# Data for this task
>>>

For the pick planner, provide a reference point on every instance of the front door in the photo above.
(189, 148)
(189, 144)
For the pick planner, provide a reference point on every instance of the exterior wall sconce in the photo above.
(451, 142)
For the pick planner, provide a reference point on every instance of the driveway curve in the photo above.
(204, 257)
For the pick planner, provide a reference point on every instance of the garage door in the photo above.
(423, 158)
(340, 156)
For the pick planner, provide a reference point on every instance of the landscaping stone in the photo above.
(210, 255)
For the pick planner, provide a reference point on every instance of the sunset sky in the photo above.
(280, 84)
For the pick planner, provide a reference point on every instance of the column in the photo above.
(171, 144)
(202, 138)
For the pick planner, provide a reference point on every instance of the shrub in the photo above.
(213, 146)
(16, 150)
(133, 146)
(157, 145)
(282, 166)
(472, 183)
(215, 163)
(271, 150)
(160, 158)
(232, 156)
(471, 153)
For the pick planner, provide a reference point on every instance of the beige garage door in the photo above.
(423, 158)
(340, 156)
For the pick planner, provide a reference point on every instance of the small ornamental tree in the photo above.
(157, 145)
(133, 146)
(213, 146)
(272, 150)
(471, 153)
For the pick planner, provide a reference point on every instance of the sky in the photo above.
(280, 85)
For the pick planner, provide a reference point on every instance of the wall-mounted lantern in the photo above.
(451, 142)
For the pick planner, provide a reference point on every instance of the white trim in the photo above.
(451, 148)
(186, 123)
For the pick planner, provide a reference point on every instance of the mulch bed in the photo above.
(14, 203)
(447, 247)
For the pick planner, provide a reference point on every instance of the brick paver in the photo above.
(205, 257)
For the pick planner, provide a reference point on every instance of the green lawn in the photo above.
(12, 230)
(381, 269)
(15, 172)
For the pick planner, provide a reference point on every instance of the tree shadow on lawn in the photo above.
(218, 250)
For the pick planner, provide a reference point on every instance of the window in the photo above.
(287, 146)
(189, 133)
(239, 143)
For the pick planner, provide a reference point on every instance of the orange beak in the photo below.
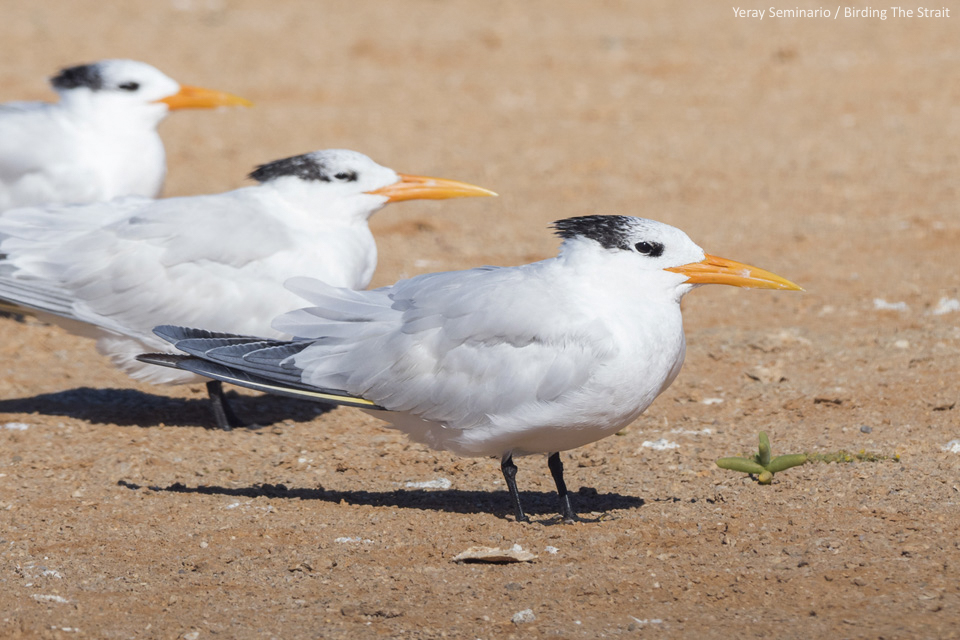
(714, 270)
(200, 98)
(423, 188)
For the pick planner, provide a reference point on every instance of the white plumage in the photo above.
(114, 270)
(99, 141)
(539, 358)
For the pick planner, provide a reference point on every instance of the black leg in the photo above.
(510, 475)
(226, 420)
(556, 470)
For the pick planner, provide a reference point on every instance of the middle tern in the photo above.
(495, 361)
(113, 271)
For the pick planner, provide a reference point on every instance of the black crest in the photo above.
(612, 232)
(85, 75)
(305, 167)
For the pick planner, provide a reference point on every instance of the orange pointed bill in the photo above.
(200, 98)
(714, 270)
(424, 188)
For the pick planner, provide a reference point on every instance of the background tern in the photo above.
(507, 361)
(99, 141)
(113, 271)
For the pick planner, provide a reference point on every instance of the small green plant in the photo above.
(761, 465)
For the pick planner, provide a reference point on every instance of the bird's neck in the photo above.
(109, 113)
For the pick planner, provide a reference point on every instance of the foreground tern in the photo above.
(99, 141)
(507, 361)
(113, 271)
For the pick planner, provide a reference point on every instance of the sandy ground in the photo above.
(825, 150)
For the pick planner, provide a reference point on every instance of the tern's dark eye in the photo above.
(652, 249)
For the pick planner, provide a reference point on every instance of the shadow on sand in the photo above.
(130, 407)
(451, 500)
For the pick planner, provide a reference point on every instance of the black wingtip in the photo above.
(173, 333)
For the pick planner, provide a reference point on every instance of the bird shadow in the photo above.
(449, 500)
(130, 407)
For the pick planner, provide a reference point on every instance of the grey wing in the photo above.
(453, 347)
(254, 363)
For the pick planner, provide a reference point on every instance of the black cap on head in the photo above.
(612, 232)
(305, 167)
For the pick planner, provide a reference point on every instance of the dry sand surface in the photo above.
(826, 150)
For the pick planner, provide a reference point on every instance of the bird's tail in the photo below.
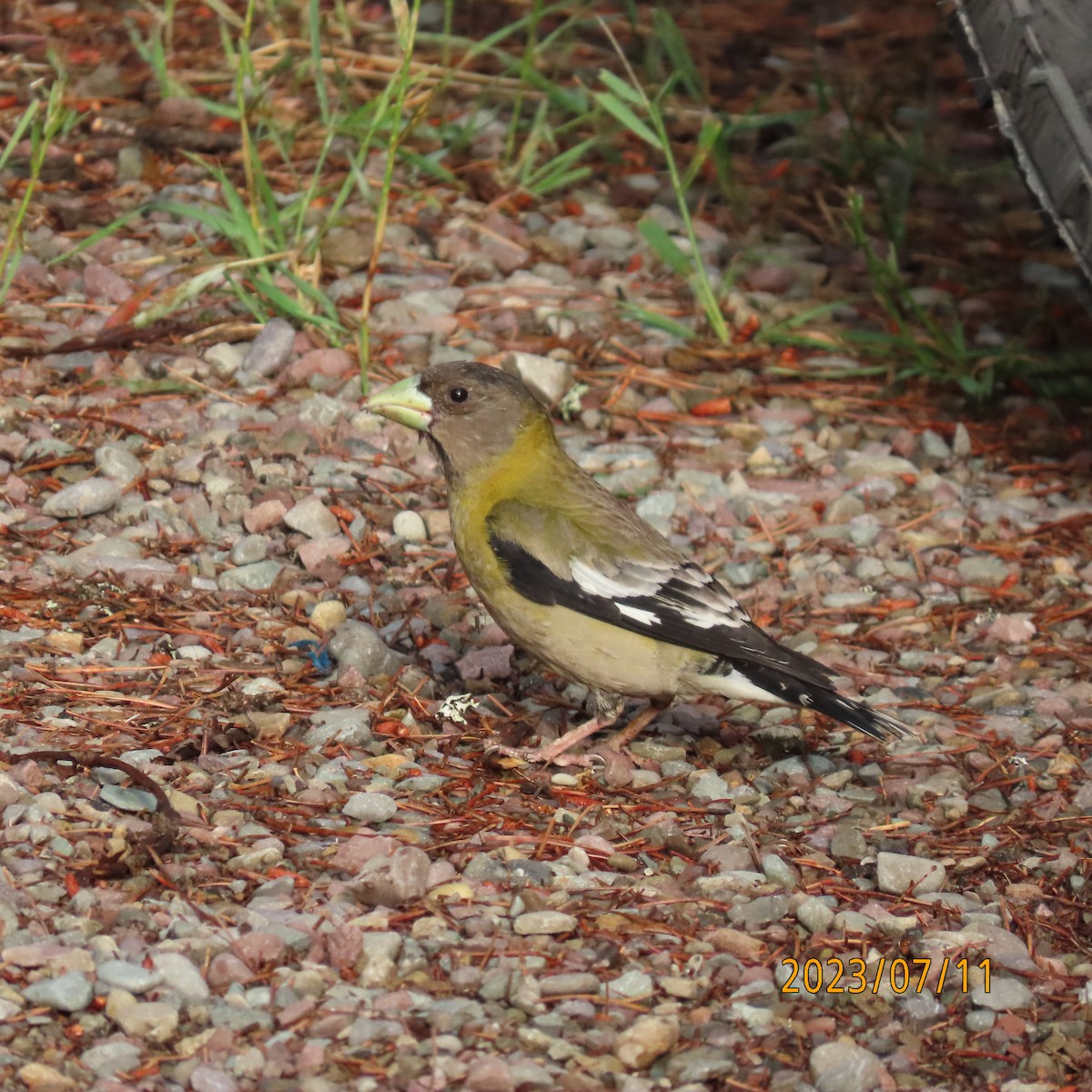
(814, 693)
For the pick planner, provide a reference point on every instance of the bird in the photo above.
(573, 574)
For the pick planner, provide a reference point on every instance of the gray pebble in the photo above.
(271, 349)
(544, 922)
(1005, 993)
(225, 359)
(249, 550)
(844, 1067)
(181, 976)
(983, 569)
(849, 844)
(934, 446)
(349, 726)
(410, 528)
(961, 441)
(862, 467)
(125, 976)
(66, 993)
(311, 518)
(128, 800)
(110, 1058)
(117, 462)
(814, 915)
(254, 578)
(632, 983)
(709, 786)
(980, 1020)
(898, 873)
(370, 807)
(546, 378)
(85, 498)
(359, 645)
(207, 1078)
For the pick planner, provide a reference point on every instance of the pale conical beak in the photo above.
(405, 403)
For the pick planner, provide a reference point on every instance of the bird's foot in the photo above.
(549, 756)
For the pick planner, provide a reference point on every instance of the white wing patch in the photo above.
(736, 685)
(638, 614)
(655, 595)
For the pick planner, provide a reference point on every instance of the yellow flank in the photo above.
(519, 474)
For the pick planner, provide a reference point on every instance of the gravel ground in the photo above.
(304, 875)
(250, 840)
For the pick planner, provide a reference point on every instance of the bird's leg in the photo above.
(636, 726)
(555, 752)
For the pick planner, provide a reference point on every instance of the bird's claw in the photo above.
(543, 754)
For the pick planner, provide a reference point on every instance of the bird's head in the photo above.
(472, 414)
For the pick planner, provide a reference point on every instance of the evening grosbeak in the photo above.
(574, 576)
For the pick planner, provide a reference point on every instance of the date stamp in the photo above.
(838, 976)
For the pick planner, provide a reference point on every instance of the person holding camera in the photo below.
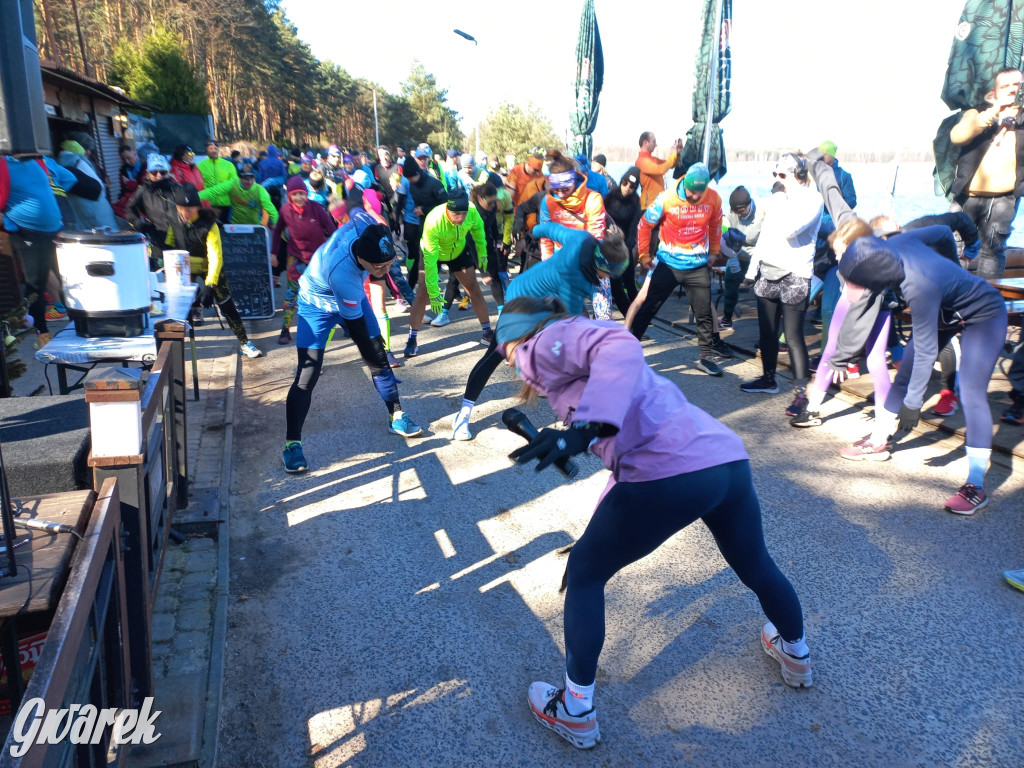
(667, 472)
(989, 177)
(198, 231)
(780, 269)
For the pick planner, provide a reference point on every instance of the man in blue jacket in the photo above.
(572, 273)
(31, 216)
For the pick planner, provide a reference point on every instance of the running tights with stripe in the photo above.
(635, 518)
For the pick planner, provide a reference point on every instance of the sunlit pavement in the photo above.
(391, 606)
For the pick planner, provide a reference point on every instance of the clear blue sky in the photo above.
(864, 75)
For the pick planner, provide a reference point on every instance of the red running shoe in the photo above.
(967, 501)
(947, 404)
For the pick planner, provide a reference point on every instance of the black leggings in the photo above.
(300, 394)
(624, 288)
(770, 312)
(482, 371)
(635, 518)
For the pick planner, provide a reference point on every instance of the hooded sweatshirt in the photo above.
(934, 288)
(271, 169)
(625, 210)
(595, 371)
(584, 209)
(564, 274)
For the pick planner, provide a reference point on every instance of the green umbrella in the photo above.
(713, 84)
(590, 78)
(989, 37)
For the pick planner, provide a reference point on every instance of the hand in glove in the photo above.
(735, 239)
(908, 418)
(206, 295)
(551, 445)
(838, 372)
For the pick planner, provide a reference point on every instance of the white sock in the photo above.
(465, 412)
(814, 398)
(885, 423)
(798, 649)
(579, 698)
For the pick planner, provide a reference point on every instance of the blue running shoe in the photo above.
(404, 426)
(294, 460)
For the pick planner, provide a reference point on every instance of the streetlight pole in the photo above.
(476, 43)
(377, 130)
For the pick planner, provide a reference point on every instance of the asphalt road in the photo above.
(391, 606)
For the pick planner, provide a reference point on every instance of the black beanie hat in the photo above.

<<<

# Instructions to follow
Recast the records above as a JSON list of strings, one string per line, omitting blank lines. Leave the pictures out of the answer.

# Response below
[
  "For the pick planner, provide a reference point on every instance of the front door in the photo above.",
  "(189, 148)",
  "(189, 144)",
  "For the pick planner, provide a reference point on every instance of the exterior wall sconce in the photo above.",
  "(451, 142)",
  "For the pick planner, provide a reference point on every instance of the driveway curve in the photo above.",
  "(204, 257)",
  "For the pick planner, provide a reference point on every instance of the garage door in the photo above.",
  "(423, 158)",
  "(340, 156)",
  "For the pick planner, provide a reference point on every instance of the landscaping stone in the photo above.",
  "(210, 255)",
  "For the pick planner, provide a reference point on every instance of the sunset sky in the photo above.",
  "(280, 84)",
  "For the pick planner, provide a reference point on every instance of the column in the photo above.",
  "(171, 144)",
  "(202, 138)",
  "For the pick planner, provide a reference point on every instance of the shrub in the photo above.",
  "(213, 146)",
  "(16, 150)",
  "(133, 146)",
  "(157, 145)",
  "(282, 166)",
  "(472, 183)",
  "(215, 163)",
  "(271, 150)",
  "(160, 158)",
  "(232, 156)",
  "(471, 153)",
  "For the pick planner, provide a reference point on every instance of the beige garage door in the photo above.",
  "(423, 158)",
  "(340, 156)",
  "For the pick planner, provide a reference point on every instance of the small ornamental tree in the photo above.",
  "(157, 145)",
  "(133, 146)",
  "(213, 146)",
  "(272, 150)",
  "(471, 153)",
  "For the pick planner, provide a reference point on every instance of the sky in the photo above.",
  "(280, 85)",
  "For the pick planner, provide a reference point on every instance of the wall-mounted lantern in the photo above.",
  "(451, 142)",
  "For the pick planner, provide a reference point on every instance of the white trim in the photo above.",
  "(451, 148)",
  "(186, 123)",
  "For the pick planner, provide a reference point on every instance of the mulch bed in the photo above.",
  "(14, 203)",
  "(447, 247)",
  "For the pick planner, provide a reference point on every instance of the brick paver in the photo above.",
  "(205, 257)",
  "For the pick planner, provide a reference point on every instance of the green lawn in the photo above.",
  "(12, 230)",
  "(381, 269)",
  "(15, 172)",
  "For the pick planner, provide a reference point on every instance of the tree shadow on lawn in the photo above.",
  "(218, 250)",
  "For the pick planner, provide a reference point on every instance of the window in the photo above.",
  "(287, 146)",
  "(189, 133)",
  "(239, 143)",
  "For the pick planner, provide a reference point on every instance of the orange beak in the photo below.",
  "(714, 270)",
  "(200, 98)",
  "(423, 188)",
  "For the pick planner, provide a reference point on every instance of the white plumage in the photo above.",
  "(114, 270)",
  "(99, 141)",
  "(539, 358)",
  "For the pick planner, provide a reference point on every instance of the black leg in the photo above.",
  "(510, 475)",
  "(226, 420)",
  "(556, 470)",
  "For the pick planner, provide a reference point on every instance of the middle tern in the photo above.",
  "(495, 361)",
  "(113, 271)",
  "For the pick planner, provide a reference point on every instance of the black crest in the photo above.",
  "(612, 232)",
  "(85, 75)",
  "(305, 167)",
  "For the pick planner, provide a reference point on every instance of the orange pointed bill in the photo above.",
  "(200, 98)",
  "(714, 270)",
  "(424, 188)",
  "For the pick planner, provide a reference point on every instance of the background tern in the photo above.",
  "(507, 361)",
  "(99, 141)",
  "(113, 271)",
  "For the pick planner, provide a reference point on every instance of the small green plant in the photo above.",
  "(761, 465)",
  "For the pick planner, provide a reference point on every instance of the bird's neck in the photo above.",
  "(109, 113)",
  "For the pick planner, provide a reference point on every instance of the foreground tern in the photo above.",
  "(99, 141)",
  "(507, 361)",
  "(113, 271)",
  "For the pick planner, provide a reference point on every instance of the sandy ground in the photo above.",
  "(825, 150)",
  "For the pick planner, provide a reference point on every instance of the tern's dark eye in the photo above.",
  "(652, 249)",
  "For the pick planner, provide a reference point on every instance of the shadow on sand in the photo above.",
  "(130, 407)",
  "(451, 500)",
  "For the pick planner, provide a reference point on every instance of the black wingtip in the photo above.",
  "(173, 333)",
  "For the pick planner, provide a reference point on every instance of the bird shadow in the photo above.",
  "(449, 500)",
  "(130, 407)",
  "For the pick planner, provide a reference point on every instance of the grey wing in the photo above.",
  "(453, 347)",
  "(254, 363)",
  "For the pick planner, provide a reference point on every instance of the black cap on head in the photo above.",
  "(612, 232)",
  "(305, 167)",
  "For the pick planner, provide a reference point on every instance of the dry sand surface in the photo above.",
  "(826, 150)",
  "For the pick planner, provide a reference point on every instance of the bird's tail in the photo below.",
  "(814, 693)",
  "For the pick planner, provide a reference point on every instance of the bird in the photo above.",
  "(573, 574)",
  "For the pick planner, provide a reference point on every instance of the gray pebble in the photo above.",
  "(271, 349)",
  "(544, 922)",
  "(1005, 993)",
  "(225, 359)",
  "(249, 550)",
  "(844, 1067)",
  "(181, 976)",
  "(983, 569)",
  "(849, 844)",
  "(934, 446)",
  "(349, 726)",
  "(410, 528)",
  "(961, 441)",
  "(862, 467)",
  "(125, 976)",
  "(66, 993)",
  "(311, 518)",
  "(128, 800)",
  "(110, 1058)",
  "(117, 462)",
  "(814, 915)",
  "(254, 578)",
  "(632, 983)",
  "(709, 786)",
  "(980, 1020)",
  "(898, 873)",
  "(370, 807)",
  "(546, 378)",
  "(85, 498)",
  "(359, 645)",
  "(207, 1078)",
  "For the pick planner, provide a reference point on every instance of the pale conical beak in the photo above.",
  "(405, 403)",
  "For the pick planner, provide a reference point on every instance of the bird's foot in the photo above.",
  "(549, 756)",
  "For the pick planner, provide a reference point on every instance of the white wing patch in the photo above.",
  "(736, 685)",
  "(638, 614)",
  "(655, 595)",
  "For the pick planner, provide a reference point on every instance of the yellow flank in the photo above.",
  "(519, 474)",
  "For the pick planner, provide a reference point on every instance of the gravel ground in the photo above.",
  "(304, 875)",
  "(250, 840)",
  "For the pick planner, provide a reference point on every instance of the bird's leg in the photo above.",
  "(636, 726)",
  "(555, 752)",
  "For the pick planner, provide a reference point on every instance of the bird's claw in the photo above.",
  "(543, 754)",
  "For the pick planner, provide a reference point on every instance of the bird's head in the photo above.",
  "(472, 414)",
  "For the pick planner, provide a reference point on every instance of the evening grosbeak in the photo above.",
  "(574, 576)",
  "For the pick planner, provide a reference point on every instance of the date stamp in the photo above.",
  "(838, 976)",
  "For the pick planner, provide a reference point on every instance of the person holding camera in the photo below.",
  "(667, 472)",
  "(989, 177)",
  "(198, 231)",
  "(780, 269)",
  "For the pick planner, provide a reference point on every instance of the man in blue jacket in the photo above.",
  "(572, 273)",
  "(31, 216)",
  "For the pick planner, provide a reference point on every instance of the running tights with stripe in the photo above.",
  "(635, 518)",
  "For the pick planner, provide a reference point on every instance of the sunlit pavement in the photo above.",
  "(391, 606)",
  "For the pick planner, provide a reference point on every instance of the clear blue sky in the photo above.",
  "(864, 75)",
  "For the pick planner, provide a reference point on every instance of the red running shoe in the photo above.",
  "(967, 501)",
  "(947, 404)",
  "For the pick planner, provide a reference point on every instance of the black leggings in the photo above.",
  "(300, 394)",
  "(624, 288)",
  "(770, 312)",
  "(482, 371)",
  "(635, 518)",
  "For the pick planner, provide a reference point on every instance of the hooded sweatshirt in the photo above.",
  "(934, 288)",
  "(271, 169)",
  "(625, 210)",
  "(595, 371)",
  "(584, 209)",
  "(564, 274)",
  "For the pick planner, provide a reference point on every instance of the green umbrella in the photo above.",
  "(713, 84)",
  "(590, 78)",
  "(989, 37)",
  "For the pick planner, provide a reference point on every instance of the hand in glove in the photo above.",
  "(735, 239)",
  "(908, 418)",
  "(206, 295)",
  "(551, 445)",
  "(838, 372)",
  "For the pick planner, provide a reference point on every instance of the white sock in the photo above.",
  "(465, 412)",
  "(814, 398)",
  "(885, 423)",
  "(798, 649)",
  "(579, 698)",
  "For the pick planner, provide a reference point on every instance of the blue running shoe in the photo above.",
  "(404, 426)",
  "(294, 460)",
  "For the pick planner, provide a reference point on every instance of the streetlight pole in the photo above.",
  "(476, 43)",
  "(377, 130)",
  "For the pick planner, provide a reference point on every instance of the asphalt road in the photo above.",
  "(391, 606)",
  "For the pick planner, provide a reference point on every instance of the black beanie hat in the photo above."
]